What is needed ▸ Revise the items below by changing "tuples" to "pairs" wherever it occurs and keeping all other text unchanged. Omit the pictures from your answer.

Stored items:

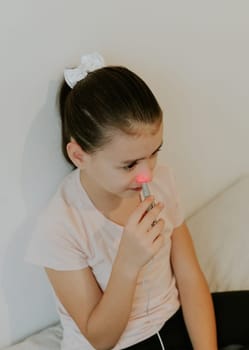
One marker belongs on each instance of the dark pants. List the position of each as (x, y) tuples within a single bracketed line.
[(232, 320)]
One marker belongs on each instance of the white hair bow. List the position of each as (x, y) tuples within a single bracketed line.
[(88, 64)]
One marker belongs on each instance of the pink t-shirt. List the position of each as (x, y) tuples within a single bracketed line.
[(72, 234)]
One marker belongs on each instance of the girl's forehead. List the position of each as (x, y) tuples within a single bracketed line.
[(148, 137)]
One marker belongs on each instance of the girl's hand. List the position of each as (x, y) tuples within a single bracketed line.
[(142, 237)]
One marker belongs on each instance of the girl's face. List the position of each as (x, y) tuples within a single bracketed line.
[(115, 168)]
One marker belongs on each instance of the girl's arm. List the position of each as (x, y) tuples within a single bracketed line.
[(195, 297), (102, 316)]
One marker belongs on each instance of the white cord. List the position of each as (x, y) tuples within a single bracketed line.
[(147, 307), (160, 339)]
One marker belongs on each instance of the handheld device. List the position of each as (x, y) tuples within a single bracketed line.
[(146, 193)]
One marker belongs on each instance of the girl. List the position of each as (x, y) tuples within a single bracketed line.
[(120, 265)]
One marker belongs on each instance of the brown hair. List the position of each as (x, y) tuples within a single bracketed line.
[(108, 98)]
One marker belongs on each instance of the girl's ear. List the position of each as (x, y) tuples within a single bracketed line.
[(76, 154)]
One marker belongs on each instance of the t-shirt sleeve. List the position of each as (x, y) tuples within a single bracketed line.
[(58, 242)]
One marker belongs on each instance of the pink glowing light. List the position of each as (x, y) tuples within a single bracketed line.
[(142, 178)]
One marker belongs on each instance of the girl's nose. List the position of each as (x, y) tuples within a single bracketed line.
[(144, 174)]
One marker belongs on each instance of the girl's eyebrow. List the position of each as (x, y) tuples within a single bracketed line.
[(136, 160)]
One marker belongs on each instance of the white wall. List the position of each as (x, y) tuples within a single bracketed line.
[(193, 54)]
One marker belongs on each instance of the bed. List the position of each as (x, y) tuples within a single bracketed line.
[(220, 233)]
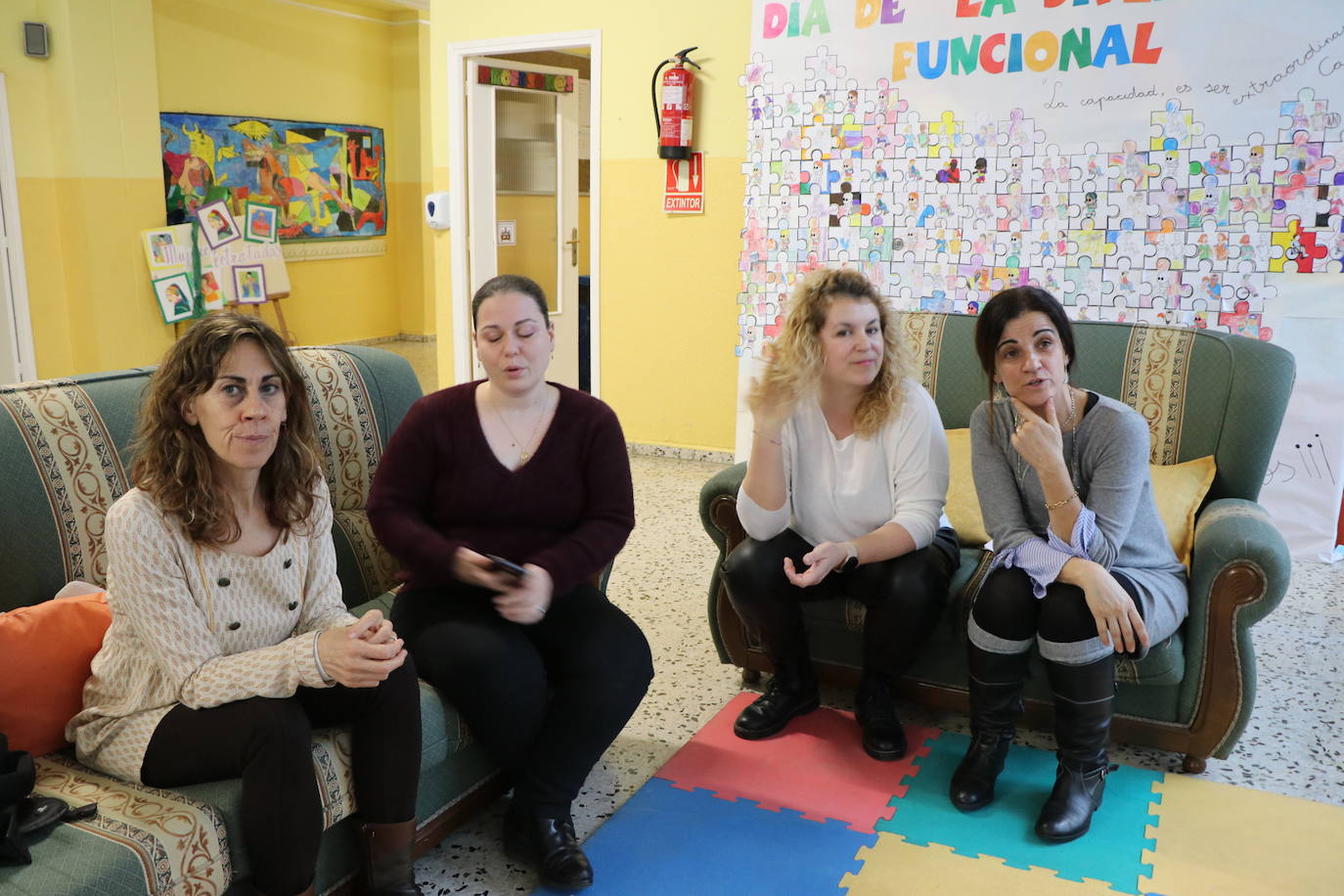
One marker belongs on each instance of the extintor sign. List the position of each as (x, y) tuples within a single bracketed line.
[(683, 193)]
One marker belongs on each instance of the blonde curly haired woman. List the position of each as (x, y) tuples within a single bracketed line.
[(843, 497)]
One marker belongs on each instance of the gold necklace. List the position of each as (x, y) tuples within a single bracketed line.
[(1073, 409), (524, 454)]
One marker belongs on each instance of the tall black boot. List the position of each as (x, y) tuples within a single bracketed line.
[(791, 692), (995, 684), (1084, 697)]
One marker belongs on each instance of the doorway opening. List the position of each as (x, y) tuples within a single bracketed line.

Final answer ▸
One marker belongs on each instance of the dark pants. List the position of each as (x, y) pairs within a single bracketed line.
[(232, 320)]
One marker belongs on each instance of the white hair bow. List the position of each as (x, y) pairs within a single bracketed line.
[(88, 64)]
One marker belongs on each instance of the pink t-shirt. List the position of each as (x, y) pairs within a single bracketed line.
[(72, 234)]
One marker belongs on each instance of the girl's forehead. List the position of each as (x, y) pairs within a single bracketed line.
[(148, 137)]
One marker belongs on each instance of the girl's hand. List the position of each as (x, y) pairs within a single bracketed line.
[(142, 237)]
One marker belongs on each instance of the girl's face. List the position of each as (x, y) pairs within a single bracketed line.
[(115, 168)]
One marker belongs on each instance of the girl's arm. List the position of each as (x, y) pairs within a single bracketed line.
[(195, 297), (102, 316)]
One marker belongs on each instance of the white cord. List the position of each as (x, y) pairs within a single bracketed line.
[(147, 307), (160, 339)]
One marker belongs on each instance of the handheld device. List the position of each as (x, y) pairs within a single bracketed line.
[(146, 193)]
One marker belongs on each instance of the girl. List the position of each as (x, y) pairs within a single bracketed line.
[(120, 265)]
One marker belongs on each instance of the brown hair. List the position of each as (x, y) pairs within a single bracketed line.
[(108, 98)]
One marker belongs on each instance of the girl's ear. List the position of each as (x, y) pairs within a single bracketed line.
[(76, 154)]
One marker belongs on each instance of the t-shirt sleeve. List the position of each as (x, y) pairs within a single bracketed line.
[(58, 242)]
One marker belongs on each instance of the pink glowing light. List the position of each as (x, y) pairs within a single bracketed line.
[(142, 178)]
One marker belongs on each instance of the girl's nose. List the position of each as (x, y) pairs within a single bracketed line.
[(144, 174)]
One marker belongs on each instance of the girl's eyebrow. List the position of each as (x, y) pairs within a single bracketed line.
[(136, 160)]
One marker belongs on each instance of the white wall. List the position of each as (x, y) pairs within a single bracketed line.
[(193, 54)]
One marker belongs on each instance of the bed. List the position of each as (x, y) pairs within a single bracketed line.
[(220, 233)]
One marker belongs on each instance of the extintor sign. List the position of each as (x, y) pairs within a single bracketed line.
[(683, 193)]
One marker belongs on each instance of the blonde curly haired woman. List the position of each as (x, y) pairs within a single bracketed line.
[(843, 497)]
One marker belongs on each instance of the gold necklace. List the position of each as (x, y) pairs within a single bracketed line.
[(1073, 409), (524, 454)]
One marker belongs on each instance of the tall black boot. List the position of each as (x, y) pairs within a single bracketed line.
[(791, 692), (995, 684), (1084, 697)]
One marker belongs on each instance of the doorway opening. List the position of each as (x, y) pairs within a single bracketed line.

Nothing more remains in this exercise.